Jabarin kann sich das Lachen nicht verkneifen, als ich ihn darauf anspreche. Für ihn ist die Motivation Israels glasklar. Israel will um jeden Preis die Arbeit von Organisationen wie al-Haq verhindern. Al-Haq genießt weltweit einen ausgezeichneten Ruf. Die Berichte von al-Haq werden international wahrgenommen und geschätzt als verlässliche Informationen über Menschenrechtsverletzungen durch Israel, durch die Armee ebenso wie durch Siedler, in den Besetzten Gebieten, genauer im Staat Palästina, den 145 Staaten anerkennen, darunter inzwischen auch europäische Staaten wie zuletzt Norwegen, Spanien, Irland und Slowenien.

Al-Haq und an erster Stelle Jabarin trifft immer wieder verantwortliche Politiker und Staatschefs, um die Argumente von al-Haq zu kommunizieren.

UN-Menschenrechtsexperten in Genf forderten schon am 25. April 2022 Staaten und internationale Organisationen auf, die finanzielle Unterstützung der sechs Organisationen wiederaufzunehmen, da Israel keinerlei stichhaltige Beweise für seine Beschuldigungen vorgelegt habe. Deutschland und Österreich sind diesem Ruf nicht gefolgt, obwohl sowohl die EU als auch Deutschland als EU Mitglied keine Beweise von Israel erhalten haben.

Noch 2022 hat Österreich al-Haq den Bruno Kreisky Preis verliehen!

https://www.alhaq.org/advocacy/20191.html

Al-Haq wurde 1979 von den palästinensischen Rechtsanwälten Raja Shehadeh, Jonathan Kuttab und Charlie Shammas gegründet, also ganze 10 Jahre vor B’tselem. Das letzte Buch von Raja Shehadeh (2024), wurde inzwischen ins Deutsche übersetzt unter dem Titel:

Was befürchtet Israel von Palästina?: Von der Hoffnung auf einen gerechten Frieden.

Den englischen Titel veränderte der deutsche Westend Verlag, indem er hinzufügte: „Von der Hoffnung auf einen gerechten Frieden.“ Viel Hoffnung darauf hat Raja Shehadeh allerdings nicht angesichts des Völkermordes in Gaza. Und diese Auffassung teilt auch Shawan Jabarin.

Raja Shehadeh publizierte in den Jahren, als er al-Haq leitete, bis heute unverzichtbare Bücher. An erster Stelle ist hier zu nennen: „Occupier’s Law. Israel and the West Bank“. Es ist 1985 in einer ersten Auflage und 1988 in einer revidierten Auflage beim „Institute of Palestine Studies“ in Washington erschienen. Jonathan Kuttab ist nach wie vor im Aufsichtsrat von al-Haq. Er ist heute involviert in die Aktion von Mubarak Awad, der das Schiff „Handala“ mit Hilfsgütern nach Gaza bringen wird.

> [GEGEBENE EINTRÄGE]:
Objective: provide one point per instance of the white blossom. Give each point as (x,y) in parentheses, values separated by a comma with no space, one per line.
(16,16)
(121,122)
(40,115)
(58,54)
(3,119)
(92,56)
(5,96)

> [AUFGABENLISTE]:
A. Fassen Sie den Absatz im Text über al-Haq, der mit „UN-Menschenrechtsexperten in Genf“ beginnt, kürzer zusammen. Die wesentlichen Fakten sollen erhalten bleiben.
B. Bitte schreiben Sie den Text über al-Haq im Anschluss an seinen letzten Satz weiter.

> [ERWARTETE LÖSUNGEN]:
A. Am 25. April 2022 riefen UN-Menschenrechtsexperten in Genf Staaten und internationale Organisationen dazu auf, die sechs Organisationen wieder finanziell zu unterstützen. Israel habe keine stichhaltigen Beweise für seine Vorwürfe vorgelegt. Deutschland und Österreich kamen dem nicht nach, obwohl weder die EU noch Deutschland Beweise von Israel erhalten haben.

B.
https://www.denia.com/de/llega-a-denia-el-handala-el-barco-de-la-flotilla-de-la-libertad-contra-el-genocidio-en-gaza

Mubarak Awad versuchte in den achtziger Jahren, die Philosophie Gandhis zur Gewaltlosigkeit in Palästina zu propagieren. Er wurde deswegen prompt von Israel ausgewiesen.

Foto:  Sami Darwish al-Kurd

2019 feierte al-Haq das vierzigjährige Jubiläum seiner Arbeit.

Diese Arbeit können Interessierte im Detail nachlesen in der Publikation von Lynn Welchman: „A Global History of the First Palestinian Human Rights Organization“. Das Buch wurde 2021 von der University of California Press publiziert. Es ist offen zugänglich und kann frei heruntergeladen werden.

https://webfiles.ucpress.edu/oa/9780520976900_EPUB.epub

Ein Artikel über al-Haq kann nicht enden ohne über Khalida Jarrar, derzeit in mörderischer Einzelhaft in Israel, zu schreiben. Ihre Tochter Soha arbeitete seit 2017 bei al-Haq und verstarb völlig unerwartet und viel zu früh – sie war gerade 30 -. Khalida Jarrar war zu diesem Zeitpunkt, 2021, wieder einmal in israelischer Haft. Ihre Rechtsanwälte beantragten die Erlaubnis, dass die Mutter an der Beerdigung der Tochter teilnehmen könnte. Israel lehnte ab.  Al-Haq intervenierte mit einer Eilaktion durch Appelle an viele Staaten und vor allem an das Internationale Komitee des Roten Kreuzes, um die Freilassung auf der Basis humanitärer Gründe zur Teilnahme an der Beerdigung zu erreichen.

https://www.alhaq.org/advocacy/18621.html

Auch diese Intervention stieß auf menschenverachtende Ablehnung durch das israelische Gefängnis-Regime. Heute müssen wir um das Leben von Khalida Jarrar fürchten.

Al-Haq teilt sich die Arbeit zu palästinensischen Gefangenen inzwischen mit ad-Dameer und die Organisation hat gerade einen Appell zur Lage von Khalida Jarrar veröffentlicht:

https://www.addameer.org/news/5391

„Die Lage ist bedrohlich. Aber wir werden weiter Widerstand leisten. Das Recht ist auf unserer Seite.“

Mit diesen Worten beendete Shawan Jabareen unser Gespräch.